→ TRECHO EXIBIDO
—————

Question

Integral definida de
( 1+1/x) dx de 1 ate euler


Resposta : e

Answer 1

Olá Lara!

$\\ \displaystyle \mathsf{\int_{1}^{e} \left ( 1 + \frac{1}{x} \right ) \ dx} \\\\\\ \mathsf{\int_{1}^{e} 1 \ dx + \int_{1}^{e} \frac{1}{x} \ dx =} \\\\\\ \mathsf{\left [ x \right ]_{1}^{e} + \left [ \ln x \right ]_{1}^{e} =} \\\\\\ \mathsf{\left ( e - 1 \right ) + \left ( \ln e - \ln 1 \right ) =} \\\\ \mathsf{e - 1 + 1 - 0 =} \\\\ \boxed{\mathsf{e}}$


 Obs.: $\mathsf{\ln e = \log_e e = 1}$.

Answer 2

$\displaystyle\mathsf{\int\limits_{1}^{e}(1+\dfrac{1}{x})dx=(x+ln|x|)\Bigg|_{1}^{e}}\\=\mathsf{e+ln(e)-(1+ln(1))=e+1-1-0}\\=\large\boxed{\boxed{\boxed{\boxed{\mathsf{e}}}}}$

—————

→ TAREFAS
(A) De acordo com a observação feita no trecho, quanto vale ln e?
(B) Coloque em uma lista JSON de strings, com uma string para cada linha e sem as linhas em branco, as linhas das entradas que vão da linha com "Q: Can you supply the bounding box around the telephone" até o fim das entradas.
O trecho acima e as entradas abaixo são materiais independentes entre si.

→ ENTRADAS DE ORIGEM
—————

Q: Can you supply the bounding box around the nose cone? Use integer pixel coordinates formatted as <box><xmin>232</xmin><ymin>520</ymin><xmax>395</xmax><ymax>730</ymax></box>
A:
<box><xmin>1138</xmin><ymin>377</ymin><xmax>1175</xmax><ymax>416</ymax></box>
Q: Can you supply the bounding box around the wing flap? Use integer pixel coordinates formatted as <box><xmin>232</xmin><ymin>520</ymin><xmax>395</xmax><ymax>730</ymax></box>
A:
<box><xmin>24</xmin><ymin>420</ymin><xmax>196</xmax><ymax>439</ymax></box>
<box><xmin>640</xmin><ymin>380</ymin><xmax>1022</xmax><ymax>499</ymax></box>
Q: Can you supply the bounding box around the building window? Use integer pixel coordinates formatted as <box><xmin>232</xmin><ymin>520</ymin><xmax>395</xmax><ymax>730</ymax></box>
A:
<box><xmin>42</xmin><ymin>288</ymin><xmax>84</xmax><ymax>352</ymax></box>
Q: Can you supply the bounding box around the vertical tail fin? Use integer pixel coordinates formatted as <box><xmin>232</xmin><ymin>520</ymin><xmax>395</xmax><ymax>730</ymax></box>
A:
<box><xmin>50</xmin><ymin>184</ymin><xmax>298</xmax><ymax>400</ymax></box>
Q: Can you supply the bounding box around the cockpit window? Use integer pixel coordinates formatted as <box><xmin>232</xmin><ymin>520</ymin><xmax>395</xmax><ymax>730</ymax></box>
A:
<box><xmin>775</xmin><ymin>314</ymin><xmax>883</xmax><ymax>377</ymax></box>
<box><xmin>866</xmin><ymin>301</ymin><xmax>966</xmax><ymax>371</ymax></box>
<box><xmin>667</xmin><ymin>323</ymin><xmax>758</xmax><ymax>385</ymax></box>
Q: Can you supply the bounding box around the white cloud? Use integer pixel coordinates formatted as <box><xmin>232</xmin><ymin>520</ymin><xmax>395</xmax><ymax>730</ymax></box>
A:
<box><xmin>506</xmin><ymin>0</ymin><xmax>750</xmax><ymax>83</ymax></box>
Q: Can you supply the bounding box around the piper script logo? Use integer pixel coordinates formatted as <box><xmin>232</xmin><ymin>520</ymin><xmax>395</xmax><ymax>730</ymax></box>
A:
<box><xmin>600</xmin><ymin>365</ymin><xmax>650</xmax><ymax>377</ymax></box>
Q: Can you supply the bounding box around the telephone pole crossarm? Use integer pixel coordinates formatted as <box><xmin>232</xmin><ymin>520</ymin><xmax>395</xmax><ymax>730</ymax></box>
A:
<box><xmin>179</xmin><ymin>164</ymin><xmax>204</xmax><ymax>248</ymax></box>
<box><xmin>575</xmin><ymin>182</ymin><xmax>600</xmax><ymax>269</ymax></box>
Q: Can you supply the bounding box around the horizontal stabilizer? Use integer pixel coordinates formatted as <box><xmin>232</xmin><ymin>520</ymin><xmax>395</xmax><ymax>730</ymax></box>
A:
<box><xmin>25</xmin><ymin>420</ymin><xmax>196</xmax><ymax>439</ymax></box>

—————

→ RESPOSTAS
(A) ln e vale 1.

(B)
[
  "Q: Can you supply the bounding box around the telephone pole crossarm? Use integer pixel coordinates formatted as <box><xmin>232</xmin><ymin>520</ymin><xmax>395</xmax><ymax>730</ymax></box>",
  "A:",
  "<box><xmin>179</xmin><ymin>164</ymin><xmax>204</xmax><ymax>248</ymax></box>",
  "<box><xmin>575</xmin><ymin>182</ymin><xmax>600</xmax><ymax>269</ymax></box>",
  "Q: Can you supply the bounding box around the horizontal stabilizer? Use integer pixel coordinates formatted as <box><xmin>232</xmin><ymin>520</ymin><xmax>395</xmax><ymax>730</ymax></box>",
  "A:",
  "<box><xmin>25</xmin><ymin>420</ymin><xmax>196</xmax><ymax>439</ymax></box>"
]